I am tracking a regression in the Linux kernel that affects systems with AMD GPUs (RDNA3+) and results in a hard freeze requiring a forced shut-down to recover. The regression occurred in 6.10 – commit e356d321d024 – and changed how the MES (microengine scheduler in GPU firmware) handles fence/synchronization for WAIT_REG_MEM, and causes the MES to stop responding to messages from the driver.
If you are experiencing such issues on a similar system (Krackan Point hardware, RDNA3+, gfx11), please reply in this thread and share your experience and system specs.
My system experiencing this:
Lenovo IdeaPad Slim 5 16AKP10 (model 83HY)
CPU: AMD Ryzen AI 7 350 (Krackan Point, 4nm)
GPU: AMD Radeon 860M (gfx11 / Krackan Point)
BIOS: R0CN22WW (latest available)
OS: Linux Mint 22.3
Kernel: 6.17.x
In my case, I am seeing this fairly often due to another issue with this system which causes a cascading pile up of UCSI events. But this hard freeze can still manifest through regular – and particularly extended – usage.
UPDATE: I found that a patch for this issue was submitted to 6.19.10. I have installed the 6.19.14 kernel and am now monitoring.

• [Set problem 1] Copy the part of the forum post about the AMD GPU freeze between "If you are experiencing" and "(Krackan Point, 4nm)", inclusive.
• [Set problem 2]
Answer these questions from the forum post about the AMD GPU freeze:
(a) In which kernel version did the regression occur?
(b) What BIOS version does the author's system run?
(c) Which kernel did the author install after learning of the patch?
• [Set problem 3] Write a continuation of the forum post about the AMD GPU freeze, starting after its final sentence.

• [Dataset]
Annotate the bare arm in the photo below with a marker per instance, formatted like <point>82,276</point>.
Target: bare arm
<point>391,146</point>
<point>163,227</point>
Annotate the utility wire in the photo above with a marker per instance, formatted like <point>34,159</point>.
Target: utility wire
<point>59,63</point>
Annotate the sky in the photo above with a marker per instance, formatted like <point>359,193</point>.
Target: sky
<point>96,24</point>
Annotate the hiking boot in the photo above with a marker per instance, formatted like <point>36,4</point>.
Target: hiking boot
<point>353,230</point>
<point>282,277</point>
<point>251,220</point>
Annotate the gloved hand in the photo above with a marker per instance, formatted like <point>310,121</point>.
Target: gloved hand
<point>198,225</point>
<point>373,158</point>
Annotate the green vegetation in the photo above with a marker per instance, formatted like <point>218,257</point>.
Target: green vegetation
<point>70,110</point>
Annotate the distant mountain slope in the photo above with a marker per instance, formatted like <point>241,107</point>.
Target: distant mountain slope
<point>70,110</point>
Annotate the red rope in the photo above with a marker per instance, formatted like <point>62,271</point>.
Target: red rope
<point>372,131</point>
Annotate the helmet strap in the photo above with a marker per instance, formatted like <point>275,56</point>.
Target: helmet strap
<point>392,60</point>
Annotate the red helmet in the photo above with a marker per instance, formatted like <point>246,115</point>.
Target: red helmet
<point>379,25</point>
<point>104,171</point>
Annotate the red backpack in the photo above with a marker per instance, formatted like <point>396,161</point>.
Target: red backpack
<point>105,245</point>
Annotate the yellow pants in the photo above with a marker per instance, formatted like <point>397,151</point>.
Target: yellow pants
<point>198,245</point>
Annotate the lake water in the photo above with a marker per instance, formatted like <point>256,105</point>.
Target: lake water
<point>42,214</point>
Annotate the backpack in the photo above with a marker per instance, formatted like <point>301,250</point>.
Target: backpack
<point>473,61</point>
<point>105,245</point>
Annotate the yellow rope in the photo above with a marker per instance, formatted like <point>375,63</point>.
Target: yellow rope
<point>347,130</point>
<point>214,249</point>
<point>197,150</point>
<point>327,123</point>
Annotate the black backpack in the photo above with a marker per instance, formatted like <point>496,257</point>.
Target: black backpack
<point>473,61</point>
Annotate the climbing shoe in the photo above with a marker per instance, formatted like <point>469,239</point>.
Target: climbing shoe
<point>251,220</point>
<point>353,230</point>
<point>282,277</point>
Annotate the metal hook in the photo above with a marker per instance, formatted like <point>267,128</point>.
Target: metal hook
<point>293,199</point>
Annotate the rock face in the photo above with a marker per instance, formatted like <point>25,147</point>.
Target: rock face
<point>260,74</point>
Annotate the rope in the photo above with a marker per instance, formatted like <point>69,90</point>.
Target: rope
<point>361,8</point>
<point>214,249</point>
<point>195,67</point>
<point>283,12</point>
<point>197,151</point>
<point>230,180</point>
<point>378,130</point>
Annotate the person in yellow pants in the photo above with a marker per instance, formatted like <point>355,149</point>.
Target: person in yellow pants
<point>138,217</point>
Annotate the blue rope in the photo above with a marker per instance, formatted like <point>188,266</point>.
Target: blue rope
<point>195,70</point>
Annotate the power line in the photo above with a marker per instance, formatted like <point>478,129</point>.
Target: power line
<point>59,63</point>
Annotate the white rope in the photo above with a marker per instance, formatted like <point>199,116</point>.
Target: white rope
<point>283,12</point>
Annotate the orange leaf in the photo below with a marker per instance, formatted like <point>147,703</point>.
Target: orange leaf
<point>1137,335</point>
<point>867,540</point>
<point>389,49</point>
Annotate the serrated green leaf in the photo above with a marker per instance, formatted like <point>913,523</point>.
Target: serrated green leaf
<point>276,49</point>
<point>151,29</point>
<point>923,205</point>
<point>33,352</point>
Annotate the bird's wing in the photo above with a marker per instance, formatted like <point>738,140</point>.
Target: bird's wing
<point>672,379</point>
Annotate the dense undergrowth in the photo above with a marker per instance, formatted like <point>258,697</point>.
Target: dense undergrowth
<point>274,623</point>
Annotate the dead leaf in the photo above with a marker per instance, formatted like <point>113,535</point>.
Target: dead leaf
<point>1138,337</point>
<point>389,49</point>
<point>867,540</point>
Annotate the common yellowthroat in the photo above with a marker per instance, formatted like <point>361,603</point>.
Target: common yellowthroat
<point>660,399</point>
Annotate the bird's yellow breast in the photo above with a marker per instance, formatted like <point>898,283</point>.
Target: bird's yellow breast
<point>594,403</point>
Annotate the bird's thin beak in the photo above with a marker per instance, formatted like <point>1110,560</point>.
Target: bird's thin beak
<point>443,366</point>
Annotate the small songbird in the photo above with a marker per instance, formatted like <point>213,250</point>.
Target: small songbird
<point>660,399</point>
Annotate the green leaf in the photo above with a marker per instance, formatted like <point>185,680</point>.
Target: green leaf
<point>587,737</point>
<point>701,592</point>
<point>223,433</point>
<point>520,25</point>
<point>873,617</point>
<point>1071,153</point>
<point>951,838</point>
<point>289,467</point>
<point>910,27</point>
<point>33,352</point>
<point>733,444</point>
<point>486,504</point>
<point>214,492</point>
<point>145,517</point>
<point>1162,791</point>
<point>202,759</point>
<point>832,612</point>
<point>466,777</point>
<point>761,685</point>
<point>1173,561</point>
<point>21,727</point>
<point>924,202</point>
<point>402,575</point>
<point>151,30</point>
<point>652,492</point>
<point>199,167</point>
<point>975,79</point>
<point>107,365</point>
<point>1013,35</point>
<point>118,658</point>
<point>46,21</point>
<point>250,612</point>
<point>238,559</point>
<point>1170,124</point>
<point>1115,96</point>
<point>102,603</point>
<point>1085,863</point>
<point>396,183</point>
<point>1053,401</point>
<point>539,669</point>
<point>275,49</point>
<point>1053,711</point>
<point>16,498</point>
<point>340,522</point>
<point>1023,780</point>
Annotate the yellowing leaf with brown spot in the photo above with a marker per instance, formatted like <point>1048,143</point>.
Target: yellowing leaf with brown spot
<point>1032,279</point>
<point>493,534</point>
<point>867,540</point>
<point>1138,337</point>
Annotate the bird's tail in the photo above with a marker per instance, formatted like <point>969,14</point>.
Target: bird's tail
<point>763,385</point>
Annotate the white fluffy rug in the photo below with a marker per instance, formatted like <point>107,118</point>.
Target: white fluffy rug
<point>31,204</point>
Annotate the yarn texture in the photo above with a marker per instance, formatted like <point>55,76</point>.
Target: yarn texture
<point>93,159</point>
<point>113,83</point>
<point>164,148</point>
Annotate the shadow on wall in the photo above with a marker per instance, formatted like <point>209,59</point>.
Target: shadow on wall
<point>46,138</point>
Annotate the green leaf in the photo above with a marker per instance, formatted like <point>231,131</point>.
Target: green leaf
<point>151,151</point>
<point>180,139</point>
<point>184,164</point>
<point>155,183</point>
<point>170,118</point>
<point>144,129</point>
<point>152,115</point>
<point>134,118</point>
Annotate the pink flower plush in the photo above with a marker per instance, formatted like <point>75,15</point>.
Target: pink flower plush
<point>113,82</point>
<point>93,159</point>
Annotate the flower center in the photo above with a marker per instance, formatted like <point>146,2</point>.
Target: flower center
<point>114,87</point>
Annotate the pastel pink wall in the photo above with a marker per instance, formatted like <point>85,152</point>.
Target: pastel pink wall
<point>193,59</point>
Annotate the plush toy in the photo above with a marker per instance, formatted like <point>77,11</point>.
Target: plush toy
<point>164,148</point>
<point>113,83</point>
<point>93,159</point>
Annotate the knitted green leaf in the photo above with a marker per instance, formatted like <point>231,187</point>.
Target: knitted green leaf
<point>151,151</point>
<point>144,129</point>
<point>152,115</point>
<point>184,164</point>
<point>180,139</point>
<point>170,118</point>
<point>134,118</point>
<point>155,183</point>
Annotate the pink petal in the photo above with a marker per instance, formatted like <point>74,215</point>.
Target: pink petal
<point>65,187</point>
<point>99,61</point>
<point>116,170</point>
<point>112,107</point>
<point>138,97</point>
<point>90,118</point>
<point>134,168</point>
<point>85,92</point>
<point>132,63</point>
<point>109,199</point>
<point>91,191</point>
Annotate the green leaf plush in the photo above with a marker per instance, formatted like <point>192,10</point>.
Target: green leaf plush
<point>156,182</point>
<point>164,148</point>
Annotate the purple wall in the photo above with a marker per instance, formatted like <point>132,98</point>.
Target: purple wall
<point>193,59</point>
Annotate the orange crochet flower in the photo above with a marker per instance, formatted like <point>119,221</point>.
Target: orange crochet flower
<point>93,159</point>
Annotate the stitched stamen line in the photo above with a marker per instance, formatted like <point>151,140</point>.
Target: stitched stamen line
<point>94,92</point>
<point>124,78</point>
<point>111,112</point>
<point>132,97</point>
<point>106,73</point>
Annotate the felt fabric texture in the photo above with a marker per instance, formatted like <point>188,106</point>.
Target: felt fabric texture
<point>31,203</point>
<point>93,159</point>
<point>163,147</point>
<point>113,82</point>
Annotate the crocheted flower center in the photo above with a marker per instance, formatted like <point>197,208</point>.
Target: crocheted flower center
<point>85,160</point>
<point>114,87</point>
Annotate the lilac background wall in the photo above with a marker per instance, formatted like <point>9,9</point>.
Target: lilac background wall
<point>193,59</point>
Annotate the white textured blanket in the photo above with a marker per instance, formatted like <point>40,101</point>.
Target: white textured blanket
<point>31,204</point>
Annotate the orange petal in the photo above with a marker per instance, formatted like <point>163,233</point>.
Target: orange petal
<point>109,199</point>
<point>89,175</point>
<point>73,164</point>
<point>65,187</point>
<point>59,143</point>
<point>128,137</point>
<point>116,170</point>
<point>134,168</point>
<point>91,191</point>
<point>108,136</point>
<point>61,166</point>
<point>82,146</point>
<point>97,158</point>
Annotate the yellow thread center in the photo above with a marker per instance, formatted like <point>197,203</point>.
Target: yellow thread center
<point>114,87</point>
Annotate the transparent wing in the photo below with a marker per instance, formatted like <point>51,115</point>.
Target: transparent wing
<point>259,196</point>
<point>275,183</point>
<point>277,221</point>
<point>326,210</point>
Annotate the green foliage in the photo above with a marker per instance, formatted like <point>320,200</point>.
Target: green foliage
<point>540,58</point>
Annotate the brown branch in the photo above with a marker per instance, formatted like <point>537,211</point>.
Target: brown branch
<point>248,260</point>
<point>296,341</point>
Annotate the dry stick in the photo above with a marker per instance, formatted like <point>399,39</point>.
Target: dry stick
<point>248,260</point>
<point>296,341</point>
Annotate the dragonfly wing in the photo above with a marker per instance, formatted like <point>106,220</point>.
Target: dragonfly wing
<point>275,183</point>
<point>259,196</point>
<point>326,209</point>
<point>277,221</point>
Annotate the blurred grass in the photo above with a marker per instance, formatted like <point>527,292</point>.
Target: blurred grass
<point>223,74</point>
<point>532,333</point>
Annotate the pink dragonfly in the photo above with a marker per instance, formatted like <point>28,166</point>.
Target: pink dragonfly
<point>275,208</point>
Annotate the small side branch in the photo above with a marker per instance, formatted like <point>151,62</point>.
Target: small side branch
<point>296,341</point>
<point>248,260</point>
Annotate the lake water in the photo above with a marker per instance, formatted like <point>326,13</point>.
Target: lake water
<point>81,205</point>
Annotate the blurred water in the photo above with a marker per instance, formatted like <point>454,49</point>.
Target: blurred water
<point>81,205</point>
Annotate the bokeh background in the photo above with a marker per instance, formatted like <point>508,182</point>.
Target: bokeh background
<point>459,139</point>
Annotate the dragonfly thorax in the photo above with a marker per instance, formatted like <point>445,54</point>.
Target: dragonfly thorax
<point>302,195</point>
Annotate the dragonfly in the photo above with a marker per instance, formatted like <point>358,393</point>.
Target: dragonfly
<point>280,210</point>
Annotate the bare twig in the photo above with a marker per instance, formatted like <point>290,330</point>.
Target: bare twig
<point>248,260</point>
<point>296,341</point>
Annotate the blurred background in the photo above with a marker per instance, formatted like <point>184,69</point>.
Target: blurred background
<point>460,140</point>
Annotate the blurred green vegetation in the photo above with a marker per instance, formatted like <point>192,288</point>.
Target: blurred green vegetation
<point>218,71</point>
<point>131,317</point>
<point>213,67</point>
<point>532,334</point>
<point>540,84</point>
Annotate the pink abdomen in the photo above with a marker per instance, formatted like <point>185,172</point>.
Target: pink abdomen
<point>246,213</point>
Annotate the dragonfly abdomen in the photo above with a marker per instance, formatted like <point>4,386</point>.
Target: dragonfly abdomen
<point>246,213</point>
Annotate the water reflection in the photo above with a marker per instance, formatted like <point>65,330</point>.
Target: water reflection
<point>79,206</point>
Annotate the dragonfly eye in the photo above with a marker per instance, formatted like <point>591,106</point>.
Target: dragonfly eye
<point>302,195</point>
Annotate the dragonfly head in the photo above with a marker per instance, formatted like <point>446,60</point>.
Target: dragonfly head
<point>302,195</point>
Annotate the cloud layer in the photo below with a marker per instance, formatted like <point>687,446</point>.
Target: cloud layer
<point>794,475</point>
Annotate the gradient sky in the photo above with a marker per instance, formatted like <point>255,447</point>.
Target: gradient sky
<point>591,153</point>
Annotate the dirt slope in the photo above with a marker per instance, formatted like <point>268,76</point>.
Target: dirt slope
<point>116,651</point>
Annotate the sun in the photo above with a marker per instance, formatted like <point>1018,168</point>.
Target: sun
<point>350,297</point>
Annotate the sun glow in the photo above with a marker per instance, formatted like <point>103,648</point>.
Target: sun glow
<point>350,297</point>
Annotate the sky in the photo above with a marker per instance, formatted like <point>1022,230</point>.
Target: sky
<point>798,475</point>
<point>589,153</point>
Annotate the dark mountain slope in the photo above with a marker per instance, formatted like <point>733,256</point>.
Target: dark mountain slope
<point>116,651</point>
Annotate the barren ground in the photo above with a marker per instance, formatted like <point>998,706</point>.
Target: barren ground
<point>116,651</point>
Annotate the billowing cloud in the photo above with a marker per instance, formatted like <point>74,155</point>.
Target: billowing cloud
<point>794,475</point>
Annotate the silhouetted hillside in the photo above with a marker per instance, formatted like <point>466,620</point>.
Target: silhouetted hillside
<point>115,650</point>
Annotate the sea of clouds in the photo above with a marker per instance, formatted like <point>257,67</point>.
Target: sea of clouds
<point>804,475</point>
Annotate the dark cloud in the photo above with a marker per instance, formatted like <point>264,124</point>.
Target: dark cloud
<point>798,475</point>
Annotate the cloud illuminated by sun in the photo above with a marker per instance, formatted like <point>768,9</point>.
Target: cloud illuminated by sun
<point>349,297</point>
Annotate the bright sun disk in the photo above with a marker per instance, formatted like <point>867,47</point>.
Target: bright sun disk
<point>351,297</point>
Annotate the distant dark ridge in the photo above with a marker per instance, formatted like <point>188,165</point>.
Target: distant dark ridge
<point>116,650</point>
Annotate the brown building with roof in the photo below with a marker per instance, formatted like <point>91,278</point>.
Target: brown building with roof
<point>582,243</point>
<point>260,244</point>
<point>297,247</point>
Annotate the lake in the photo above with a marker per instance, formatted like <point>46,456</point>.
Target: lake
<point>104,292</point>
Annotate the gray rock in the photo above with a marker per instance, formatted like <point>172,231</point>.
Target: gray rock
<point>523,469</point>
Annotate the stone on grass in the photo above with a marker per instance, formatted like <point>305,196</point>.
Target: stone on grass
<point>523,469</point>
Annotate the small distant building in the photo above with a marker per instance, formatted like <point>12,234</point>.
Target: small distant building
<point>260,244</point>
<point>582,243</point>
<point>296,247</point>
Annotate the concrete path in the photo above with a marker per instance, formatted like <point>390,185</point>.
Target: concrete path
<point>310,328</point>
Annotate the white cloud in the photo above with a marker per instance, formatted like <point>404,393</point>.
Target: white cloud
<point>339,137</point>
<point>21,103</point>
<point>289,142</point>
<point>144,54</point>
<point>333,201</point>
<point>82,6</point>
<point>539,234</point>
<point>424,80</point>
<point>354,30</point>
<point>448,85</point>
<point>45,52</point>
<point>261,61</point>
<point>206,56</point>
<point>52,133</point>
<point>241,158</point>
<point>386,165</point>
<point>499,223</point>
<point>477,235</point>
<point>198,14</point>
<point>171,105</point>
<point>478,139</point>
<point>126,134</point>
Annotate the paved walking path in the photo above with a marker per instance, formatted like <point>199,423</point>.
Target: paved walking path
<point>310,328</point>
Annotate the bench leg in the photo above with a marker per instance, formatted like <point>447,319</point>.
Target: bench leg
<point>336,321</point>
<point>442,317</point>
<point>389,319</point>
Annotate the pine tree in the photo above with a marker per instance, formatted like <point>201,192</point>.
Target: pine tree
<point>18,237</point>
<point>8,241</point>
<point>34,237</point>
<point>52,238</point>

• [Task response 1]
If you are experiencing such issues on a similar system (Krackan Point hardware, RDNA3+, gfx11), please reply in this thread and share your experience and system specs.
My system experiencing this:
Lenovo IdeaPad Slim 5 16AKP10 (model 83HY)
CPU: AMD Ryzen AI 7 350 (Krackan Point, 4nm)

• [Task response 2]
(a) 6.10
(b) R0CN22WW
(c) 6.19.14

• [Task response 3]
NOTE: This took a little finagling. I’m running Linux Mint 22.3 that is based upon Ubuntu 24.04.03 LTS. So, it seemed reasonable to obtain the kernel from the Ubuntu PPA. But it turns out that Linux Mint does not use Ubuntu’s run-parts but uses Debian’s. (While this was unexpected, it isn’t surprising given Linux Mint’s leaning towards Debian’s stability with its LMDE offering.)
Using the Ubuntu run-parts failed the install because it uses an unrecognized arg= parameter. I temporarily replaced run-parts with a version that just forced success. The install of the kernel was completed and I then restored the original run-parts. Bypassing the original run-parts required manually building initramfs and fixing the symlinks for grub.
After sudo update-grub and a reboot, the device is now running the 6.19.14 kernel. Now monitoring to see if this issue is resolved and, hopefully, not find any new issues with this out-of-band kernel.
Hi !
I have the same CPU/GPU SoC on my Thinkpad x13 gen6.
I run the MX-Moksha version of MX-Linux (Debian Trixie derivative that runs the liquorix-6.18 kernel and Moksha, a fork of Enlightenment). I’ve just installed the liquorix-7.0.9-2 kernel, the first liquorix to include the patch you mentionned.
Unfortunately, I still have the freeze.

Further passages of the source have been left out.